In step S202, the detection module in the terminal device can also detect the compensated color temperature when each of the at least two flashes performs color temperature compensation on the current shooting environment at the maximum working brightness.

It should be noted that the compensated color temperature when each of the flashes performs color temperature compensation on the current shooting environment at the maximum working brightness refers to the color temperature of the ambient light after each of the flashes performs color temperature compensation on the current shooting environment at the maximum working brightness.

Exemplarily, FIG4 is a schematic diagram of a device for a color temperature compensation method according to an exemplary embodiment of the present disclosure. As shown in FIG4 , the terminal device may include a camera 21, three flashes 22 of different colors (which may be a red flash, a green flash, and a blue flash) and a color temperature sensor 23. The color temperature sensor 23 may obtain the color temperature of the ambient light of the current shooting environment by detecting the subject 24 under the irradiation of the ambient light 26. The color temperature sensor 23 may also detect the subject 24 under the irradiation of the ambient light 26 and the three flashes 22 of different colors to obtain the compensated color temperature when the three flashes 22 of different colors perform color temperature compensation on the current shooting environment.

The process of the color temperature sensor 23 obtaining the compensated color temperature when the three flashes 22 of different colors perform color temperature compensation on the current shooting environment includes: starting the red flash to emit light at the maximum working brightness, and turning off the green flash and the blue flash. The color temperature sensor 23 detects the color temperature of the mixed light 25 (red light plus ambient light) reflected to the color temperature detector 23 by the subject 24 under the combined influence of the red flash and the ambient light 26. The color temperature of the mixed light 25 is the compensated color temperature when the red flash performs color temperature compensation on the current shooting environment. Similarly, the green flash and the blue flash are turned on respectively to obtain the compensated color temperature when the green flash and the blue flash perform color temperature compensation on the current shooting environment, thereby obtaining the compensated color temperature when the three flashes 22 of different colors perform color temperature compensation on the current shooting environment.

* _Prompt A_
Say whether each statement agrees with the flash color temperature passage, answering yes or no and quoting the words that decide it: (i) the terminal device in FIG4 has three flashes of different colors; (ii) to measure the red flash's compensated color temperature, all three flashes are lit together; (iii) the color temperature sensor gets the ambient light's color temperature by detecting the subject under the ambient light.
* _Prompt B_
According to the flash color temperature passage, what two kinds of light make up mixed light 25?

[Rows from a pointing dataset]
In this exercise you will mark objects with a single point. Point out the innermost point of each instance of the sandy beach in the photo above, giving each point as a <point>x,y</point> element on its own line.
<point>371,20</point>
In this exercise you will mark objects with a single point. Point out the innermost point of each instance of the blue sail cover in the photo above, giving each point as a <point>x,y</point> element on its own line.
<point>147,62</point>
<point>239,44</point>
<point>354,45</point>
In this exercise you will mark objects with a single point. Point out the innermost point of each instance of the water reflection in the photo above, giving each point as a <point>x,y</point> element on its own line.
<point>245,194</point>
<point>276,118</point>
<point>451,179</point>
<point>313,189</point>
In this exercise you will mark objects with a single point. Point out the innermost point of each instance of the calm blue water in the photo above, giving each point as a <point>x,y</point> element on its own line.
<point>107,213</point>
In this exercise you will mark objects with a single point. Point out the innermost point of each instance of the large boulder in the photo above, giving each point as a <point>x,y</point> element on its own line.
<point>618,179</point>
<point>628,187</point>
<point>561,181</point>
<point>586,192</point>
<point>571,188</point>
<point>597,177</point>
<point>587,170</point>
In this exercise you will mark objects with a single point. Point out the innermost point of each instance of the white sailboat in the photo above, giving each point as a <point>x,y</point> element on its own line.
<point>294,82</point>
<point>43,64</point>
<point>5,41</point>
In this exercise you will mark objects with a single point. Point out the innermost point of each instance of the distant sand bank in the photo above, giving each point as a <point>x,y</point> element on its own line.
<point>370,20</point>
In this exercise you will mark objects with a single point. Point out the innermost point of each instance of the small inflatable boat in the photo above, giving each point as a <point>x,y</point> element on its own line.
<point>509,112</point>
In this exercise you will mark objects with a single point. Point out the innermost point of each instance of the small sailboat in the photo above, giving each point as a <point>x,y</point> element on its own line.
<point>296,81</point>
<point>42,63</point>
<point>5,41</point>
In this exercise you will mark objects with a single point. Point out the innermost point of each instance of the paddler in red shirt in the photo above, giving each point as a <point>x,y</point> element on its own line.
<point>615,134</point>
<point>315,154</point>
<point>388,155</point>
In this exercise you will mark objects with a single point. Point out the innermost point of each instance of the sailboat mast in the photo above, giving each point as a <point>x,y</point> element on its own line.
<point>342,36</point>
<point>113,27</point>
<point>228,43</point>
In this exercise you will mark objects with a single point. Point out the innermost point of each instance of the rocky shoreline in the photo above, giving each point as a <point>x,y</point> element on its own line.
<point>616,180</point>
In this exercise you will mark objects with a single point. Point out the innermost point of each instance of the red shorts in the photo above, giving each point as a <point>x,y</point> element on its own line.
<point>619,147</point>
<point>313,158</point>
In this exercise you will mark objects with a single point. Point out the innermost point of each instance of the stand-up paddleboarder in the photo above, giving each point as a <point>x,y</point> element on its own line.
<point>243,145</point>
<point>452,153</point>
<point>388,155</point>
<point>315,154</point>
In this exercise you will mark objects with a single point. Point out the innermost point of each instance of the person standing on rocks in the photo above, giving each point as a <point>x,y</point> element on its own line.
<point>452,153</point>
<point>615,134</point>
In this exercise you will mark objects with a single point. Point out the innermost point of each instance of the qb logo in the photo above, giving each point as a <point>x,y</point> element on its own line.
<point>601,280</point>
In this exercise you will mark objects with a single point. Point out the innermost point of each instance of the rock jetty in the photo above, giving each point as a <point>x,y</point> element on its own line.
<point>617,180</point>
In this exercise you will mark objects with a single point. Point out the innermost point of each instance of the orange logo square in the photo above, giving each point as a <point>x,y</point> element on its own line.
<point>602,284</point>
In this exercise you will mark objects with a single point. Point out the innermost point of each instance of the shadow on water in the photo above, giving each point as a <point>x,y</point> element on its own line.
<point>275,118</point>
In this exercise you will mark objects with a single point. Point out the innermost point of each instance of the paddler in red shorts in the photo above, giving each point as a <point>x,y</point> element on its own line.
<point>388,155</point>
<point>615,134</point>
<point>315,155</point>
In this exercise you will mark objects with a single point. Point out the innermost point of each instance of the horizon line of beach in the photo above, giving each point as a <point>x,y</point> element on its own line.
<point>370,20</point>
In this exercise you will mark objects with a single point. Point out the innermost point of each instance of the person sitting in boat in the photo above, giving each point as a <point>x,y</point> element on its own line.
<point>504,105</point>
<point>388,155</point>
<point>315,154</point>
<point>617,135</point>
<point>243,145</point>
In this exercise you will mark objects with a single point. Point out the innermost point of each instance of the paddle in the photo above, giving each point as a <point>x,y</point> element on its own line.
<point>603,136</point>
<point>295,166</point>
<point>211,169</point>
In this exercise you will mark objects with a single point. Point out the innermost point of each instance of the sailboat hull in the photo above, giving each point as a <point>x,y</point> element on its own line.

* _Complete response A_
(i) Yes: "three flashes 22 of different colors"
(ii) No: "starting the red flash to emit light at the maximum working brightness, and turning off the green flash and the blue flash"
(iii) Yes: "The color temperature sensor 23 may obtain the color temperature of the ambient light of the current shooting environment by detecting the subject 24 under the irradiation of the ambient light 26."

* _Complete response B_
Red light plus ambient light.